## WHAT THE TASK ASKS:
Take the lines below beginning at the line that has "on the mountain" and stopping after the line that has "Query: mountain", and print them exactly as they are, with no other lines.

## MATERIAL PROVIDED:

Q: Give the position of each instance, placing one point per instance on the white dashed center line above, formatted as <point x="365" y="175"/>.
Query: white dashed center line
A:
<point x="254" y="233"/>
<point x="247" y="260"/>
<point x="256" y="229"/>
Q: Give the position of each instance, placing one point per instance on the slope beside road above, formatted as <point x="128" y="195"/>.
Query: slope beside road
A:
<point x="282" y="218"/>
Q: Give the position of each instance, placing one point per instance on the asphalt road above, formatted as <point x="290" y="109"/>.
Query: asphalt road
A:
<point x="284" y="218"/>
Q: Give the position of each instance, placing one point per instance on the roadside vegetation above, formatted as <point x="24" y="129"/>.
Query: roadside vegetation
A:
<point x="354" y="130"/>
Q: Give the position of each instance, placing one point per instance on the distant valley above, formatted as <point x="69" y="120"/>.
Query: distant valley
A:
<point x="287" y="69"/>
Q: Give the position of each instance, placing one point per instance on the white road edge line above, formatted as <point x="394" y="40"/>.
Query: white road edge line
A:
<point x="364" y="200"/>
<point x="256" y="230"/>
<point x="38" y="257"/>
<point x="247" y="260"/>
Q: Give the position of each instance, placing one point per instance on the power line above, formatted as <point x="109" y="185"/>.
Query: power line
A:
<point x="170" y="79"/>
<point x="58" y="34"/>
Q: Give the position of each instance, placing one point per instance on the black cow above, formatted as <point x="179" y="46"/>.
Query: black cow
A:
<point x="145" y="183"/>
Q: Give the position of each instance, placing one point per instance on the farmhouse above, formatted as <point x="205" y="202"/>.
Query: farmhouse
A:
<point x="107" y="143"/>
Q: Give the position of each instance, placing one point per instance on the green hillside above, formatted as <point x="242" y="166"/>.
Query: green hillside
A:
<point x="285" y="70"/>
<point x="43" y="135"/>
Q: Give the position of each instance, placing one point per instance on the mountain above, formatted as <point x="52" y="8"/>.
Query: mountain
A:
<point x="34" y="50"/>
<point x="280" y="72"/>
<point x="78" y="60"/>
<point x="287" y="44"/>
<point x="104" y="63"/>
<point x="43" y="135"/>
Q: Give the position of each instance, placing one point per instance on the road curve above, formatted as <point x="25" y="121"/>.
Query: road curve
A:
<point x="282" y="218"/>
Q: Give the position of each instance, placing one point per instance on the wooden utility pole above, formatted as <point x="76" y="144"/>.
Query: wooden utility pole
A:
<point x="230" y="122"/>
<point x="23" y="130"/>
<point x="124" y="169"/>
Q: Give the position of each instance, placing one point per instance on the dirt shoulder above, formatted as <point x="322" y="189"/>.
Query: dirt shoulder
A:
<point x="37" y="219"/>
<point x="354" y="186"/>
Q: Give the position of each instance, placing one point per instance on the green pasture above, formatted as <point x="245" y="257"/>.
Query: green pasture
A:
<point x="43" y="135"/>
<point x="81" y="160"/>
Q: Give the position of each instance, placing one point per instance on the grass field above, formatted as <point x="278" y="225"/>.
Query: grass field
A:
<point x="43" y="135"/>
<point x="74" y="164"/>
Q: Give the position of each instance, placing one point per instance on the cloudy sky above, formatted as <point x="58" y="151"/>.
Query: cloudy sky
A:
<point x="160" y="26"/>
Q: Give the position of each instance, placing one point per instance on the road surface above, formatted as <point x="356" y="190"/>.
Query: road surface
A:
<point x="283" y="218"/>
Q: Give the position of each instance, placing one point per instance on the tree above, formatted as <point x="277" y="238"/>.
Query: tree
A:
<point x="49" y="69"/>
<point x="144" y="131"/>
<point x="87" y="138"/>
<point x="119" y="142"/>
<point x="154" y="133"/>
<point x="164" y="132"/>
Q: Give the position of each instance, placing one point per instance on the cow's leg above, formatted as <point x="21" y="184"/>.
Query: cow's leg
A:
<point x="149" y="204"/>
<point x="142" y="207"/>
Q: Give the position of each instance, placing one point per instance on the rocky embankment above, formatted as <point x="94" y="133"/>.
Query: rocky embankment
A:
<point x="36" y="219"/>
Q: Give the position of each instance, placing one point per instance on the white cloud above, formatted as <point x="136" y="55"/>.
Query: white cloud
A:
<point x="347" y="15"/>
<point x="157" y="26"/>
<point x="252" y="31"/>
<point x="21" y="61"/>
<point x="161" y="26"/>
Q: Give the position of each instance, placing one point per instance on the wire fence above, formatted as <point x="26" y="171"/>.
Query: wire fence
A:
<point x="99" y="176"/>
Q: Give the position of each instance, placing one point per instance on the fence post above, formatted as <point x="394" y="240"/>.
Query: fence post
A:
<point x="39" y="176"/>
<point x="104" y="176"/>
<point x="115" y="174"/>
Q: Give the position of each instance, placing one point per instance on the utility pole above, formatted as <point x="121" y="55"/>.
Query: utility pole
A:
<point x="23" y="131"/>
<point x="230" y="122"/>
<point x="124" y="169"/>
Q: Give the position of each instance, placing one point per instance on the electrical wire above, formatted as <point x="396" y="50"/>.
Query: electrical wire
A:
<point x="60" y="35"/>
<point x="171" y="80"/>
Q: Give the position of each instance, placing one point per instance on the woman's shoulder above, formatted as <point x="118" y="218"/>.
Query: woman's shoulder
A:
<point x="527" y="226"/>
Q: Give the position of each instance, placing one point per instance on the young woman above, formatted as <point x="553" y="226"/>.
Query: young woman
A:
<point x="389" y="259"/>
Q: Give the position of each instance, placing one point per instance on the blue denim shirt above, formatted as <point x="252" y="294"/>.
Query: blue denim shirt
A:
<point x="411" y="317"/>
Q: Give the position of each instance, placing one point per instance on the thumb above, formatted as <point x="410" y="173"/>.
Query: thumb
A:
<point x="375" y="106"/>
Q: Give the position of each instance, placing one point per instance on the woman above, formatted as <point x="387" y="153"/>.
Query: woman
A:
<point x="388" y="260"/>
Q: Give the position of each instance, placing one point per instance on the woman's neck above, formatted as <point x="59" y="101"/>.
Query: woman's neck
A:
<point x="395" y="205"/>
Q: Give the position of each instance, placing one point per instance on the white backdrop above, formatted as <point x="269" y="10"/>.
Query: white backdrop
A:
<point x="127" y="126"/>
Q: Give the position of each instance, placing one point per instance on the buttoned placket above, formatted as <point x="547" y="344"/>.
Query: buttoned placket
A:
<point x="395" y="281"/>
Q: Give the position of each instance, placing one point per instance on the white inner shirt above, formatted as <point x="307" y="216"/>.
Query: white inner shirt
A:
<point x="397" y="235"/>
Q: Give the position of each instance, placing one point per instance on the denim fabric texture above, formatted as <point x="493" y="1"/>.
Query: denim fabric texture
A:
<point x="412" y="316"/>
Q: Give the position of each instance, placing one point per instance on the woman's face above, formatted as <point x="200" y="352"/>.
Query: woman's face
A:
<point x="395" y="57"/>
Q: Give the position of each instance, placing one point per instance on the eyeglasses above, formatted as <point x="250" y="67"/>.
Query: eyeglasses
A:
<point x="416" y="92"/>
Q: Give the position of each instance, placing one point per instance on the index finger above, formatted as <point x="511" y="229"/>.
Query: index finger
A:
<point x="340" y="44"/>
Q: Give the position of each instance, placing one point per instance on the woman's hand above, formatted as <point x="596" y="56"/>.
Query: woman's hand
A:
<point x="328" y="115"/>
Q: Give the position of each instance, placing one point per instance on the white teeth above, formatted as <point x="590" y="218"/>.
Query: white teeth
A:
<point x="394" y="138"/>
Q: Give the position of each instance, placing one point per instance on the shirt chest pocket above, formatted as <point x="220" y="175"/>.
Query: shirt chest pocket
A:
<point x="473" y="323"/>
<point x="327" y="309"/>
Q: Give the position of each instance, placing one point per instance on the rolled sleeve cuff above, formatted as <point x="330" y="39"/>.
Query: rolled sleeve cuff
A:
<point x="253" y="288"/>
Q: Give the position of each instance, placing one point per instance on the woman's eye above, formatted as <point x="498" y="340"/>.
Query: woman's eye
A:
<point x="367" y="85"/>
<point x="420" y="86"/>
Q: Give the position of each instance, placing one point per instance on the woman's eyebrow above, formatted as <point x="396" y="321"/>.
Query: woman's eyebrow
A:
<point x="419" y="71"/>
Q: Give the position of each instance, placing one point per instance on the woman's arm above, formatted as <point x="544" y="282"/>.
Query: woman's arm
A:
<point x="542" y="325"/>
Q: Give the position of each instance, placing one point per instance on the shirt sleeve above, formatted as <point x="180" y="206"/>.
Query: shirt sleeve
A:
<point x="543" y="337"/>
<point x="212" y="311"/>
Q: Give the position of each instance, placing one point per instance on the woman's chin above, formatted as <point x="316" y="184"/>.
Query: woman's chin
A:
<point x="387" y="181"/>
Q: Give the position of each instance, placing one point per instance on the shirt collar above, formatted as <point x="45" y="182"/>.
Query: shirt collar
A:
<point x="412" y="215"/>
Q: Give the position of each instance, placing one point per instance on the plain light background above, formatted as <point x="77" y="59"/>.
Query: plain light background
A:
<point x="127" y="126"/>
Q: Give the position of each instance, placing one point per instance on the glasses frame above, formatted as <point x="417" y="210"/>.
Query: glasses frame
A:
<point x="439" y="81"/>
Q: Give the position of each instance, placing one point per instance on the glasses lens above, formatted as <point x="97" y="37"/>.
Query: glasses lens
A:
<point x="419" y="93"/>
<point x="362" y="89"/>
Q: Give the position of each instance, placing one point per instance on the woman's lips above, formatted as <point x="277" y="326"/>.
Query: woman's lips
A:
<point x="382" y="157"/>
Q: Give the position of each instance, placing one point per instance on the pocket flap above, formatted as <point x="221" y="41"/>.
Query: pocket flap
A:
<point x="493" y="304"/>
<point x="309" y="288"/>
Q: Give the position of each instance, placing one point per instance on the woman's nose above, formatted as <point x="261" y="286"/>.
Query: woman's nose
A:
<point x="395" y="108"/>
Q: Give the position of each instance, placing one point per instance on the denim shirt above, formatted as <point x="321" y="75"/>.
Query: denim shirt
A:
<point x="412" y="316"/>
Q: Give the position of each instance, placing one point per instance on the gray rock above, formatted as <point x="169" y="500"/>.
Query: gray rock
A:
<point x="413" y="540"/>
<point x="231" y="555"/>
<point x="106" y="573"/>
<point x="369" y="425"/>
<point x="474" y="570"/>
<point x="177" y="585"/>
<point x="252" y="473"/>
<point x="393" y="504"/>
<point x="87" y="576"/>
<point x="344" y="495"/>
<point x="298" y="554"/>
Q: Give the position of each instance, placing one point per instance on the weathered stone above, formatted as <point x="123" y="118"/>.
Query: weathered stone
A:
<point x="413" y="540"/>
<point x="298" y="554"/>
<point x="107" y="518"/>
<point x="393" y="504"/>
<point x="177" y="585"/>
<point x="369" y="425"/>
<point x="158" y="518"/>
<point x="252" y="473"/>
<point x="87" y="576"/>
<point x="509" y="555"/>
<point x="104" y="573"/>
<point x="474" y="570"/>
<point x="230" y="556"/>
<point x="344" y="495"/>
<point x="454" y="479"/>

## SOLUTION FOR THIS TASK:
Q: Give the position of each instance, placing one point per instance on the mountain above, formatted as <point x="52" y="8"/>.
Query: mountain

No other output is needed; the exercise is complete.